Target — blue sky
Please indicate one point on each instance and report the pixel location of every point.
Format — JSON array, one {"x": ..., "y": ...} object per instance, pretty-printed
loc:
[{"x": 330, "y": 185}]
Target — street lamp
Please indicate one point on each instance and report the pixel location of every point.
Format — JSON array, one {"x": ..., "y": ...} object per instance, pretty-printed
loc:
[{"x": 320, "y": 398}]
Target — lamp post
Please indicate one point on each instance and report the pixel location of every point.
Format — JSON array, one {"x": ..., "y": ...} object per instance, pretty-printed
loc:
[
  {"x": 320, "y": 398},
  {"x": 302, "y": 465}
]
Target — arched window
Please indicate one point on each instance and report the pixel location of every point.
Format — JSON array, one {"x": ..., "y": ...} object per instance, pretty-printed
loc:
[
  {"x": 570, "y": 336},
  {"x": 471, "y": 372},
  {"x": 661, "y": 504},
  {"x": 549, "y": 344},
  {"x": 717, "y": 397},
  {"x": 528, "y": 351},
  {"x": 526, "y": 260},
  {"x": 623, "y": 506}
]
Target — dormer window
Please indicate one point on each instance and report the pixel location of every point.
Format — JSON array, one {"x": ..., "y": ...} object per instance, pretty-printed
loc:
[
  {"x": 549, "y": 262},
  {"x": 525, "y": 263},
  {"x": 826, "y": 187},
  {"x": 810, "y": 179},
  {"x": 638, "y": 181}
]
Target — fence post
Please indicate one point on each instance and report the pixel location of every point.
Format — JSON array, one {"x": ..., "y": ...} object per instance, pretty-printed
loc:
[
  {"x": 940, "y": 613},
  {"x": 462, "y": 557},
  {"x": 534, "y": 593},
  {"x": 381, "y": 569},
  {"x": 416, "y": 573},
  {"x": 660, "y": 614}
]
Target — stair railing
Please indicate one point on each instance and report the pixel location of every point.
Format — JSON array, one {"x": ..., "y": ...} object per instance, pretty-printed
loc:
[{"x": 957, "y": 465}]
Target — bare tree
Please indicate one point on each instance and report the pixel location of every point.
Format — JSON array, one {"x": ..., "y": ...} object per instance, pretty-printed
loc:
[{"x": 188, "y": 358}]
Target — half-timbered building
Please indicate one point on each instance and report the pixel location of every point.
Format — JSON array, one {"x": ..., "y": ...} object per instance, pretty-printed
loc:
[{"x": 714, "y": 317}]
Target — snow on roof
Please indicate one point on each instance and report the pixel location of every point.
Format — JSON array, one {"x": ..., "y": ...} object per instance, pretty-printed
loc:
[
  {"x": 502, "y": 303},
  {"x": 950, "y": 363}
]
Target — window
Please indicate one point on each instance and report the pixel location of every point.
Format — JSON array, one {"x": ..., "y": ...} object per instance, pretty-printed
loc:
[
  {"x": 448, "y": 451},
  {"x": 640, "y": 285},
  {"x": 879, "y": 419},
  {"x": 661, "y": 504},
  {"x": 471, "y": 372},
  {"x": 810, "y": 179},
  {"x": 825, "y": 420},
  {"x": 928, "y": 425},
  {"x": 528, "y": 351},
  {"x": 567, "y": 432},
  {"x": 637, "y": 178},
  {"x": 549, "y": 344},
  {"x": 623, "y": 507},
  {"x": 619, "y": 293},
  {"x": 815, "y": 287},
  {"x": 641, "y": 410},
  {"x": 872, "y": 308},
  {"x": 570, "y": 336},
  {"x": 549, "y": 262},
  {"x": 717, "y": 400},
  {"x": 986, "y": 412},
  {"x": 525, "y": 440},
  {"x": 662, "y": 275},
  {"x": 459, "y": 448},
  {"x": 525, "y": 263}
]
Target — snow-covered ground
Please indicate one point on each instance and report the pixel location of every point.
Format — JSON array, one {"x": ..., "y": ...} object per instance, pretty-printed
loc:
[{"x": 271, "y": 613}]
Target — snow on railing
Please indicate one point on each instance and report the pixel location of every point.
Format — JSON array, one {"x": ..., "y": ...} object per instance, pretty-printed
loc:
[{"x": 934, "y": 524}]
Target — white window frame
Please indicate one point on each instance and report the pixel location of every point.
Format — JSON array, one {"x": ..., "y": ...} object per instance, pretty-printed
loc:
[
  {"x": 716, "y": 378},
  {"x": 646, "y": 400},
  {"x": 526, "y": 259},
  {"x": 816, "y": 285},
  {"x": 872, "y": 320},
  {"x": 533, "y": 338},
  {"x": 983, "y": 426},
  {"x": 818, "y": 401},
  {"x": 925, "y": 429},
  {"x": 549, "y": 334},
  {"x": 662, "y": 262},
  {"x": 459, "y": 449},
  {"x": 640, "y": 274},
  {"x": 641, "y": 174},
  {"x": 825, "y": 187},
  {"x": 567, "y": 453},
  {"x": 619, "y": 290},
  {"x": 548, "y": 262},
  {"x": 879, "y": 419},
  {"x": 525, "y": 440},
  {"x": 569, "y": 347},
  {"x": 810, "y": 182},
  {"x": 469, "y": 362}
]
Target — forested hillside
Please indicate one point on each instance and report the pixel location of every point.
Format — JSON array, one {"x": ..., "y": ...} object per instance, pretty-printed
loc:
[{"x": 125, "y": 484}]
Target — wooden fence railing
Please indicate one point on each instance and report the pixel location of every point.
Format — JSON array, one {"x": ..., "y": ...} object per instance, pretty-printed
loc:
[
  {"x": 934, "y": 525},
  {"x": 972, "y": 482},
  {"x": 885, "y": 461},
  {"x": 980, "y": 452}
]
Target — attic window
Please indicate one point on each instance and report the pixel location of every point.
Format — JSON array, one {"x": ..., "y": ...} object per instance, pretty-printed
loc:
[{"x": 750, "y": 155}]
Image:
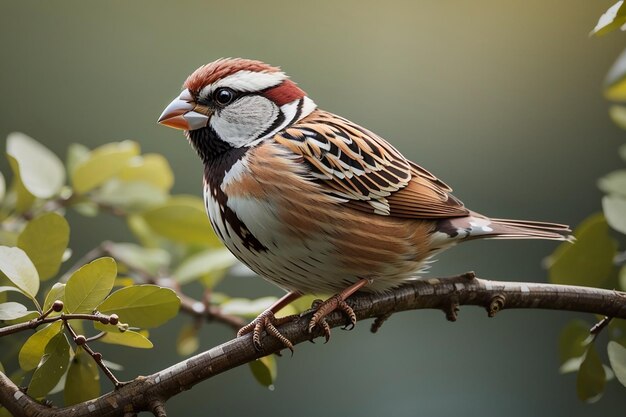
- - - - - - -
- **Try it**:
Your answer should consist of every line from the entries that holds "fence".

- **Solution to this exercise**:
Target — fence post
Target — wooden fence railing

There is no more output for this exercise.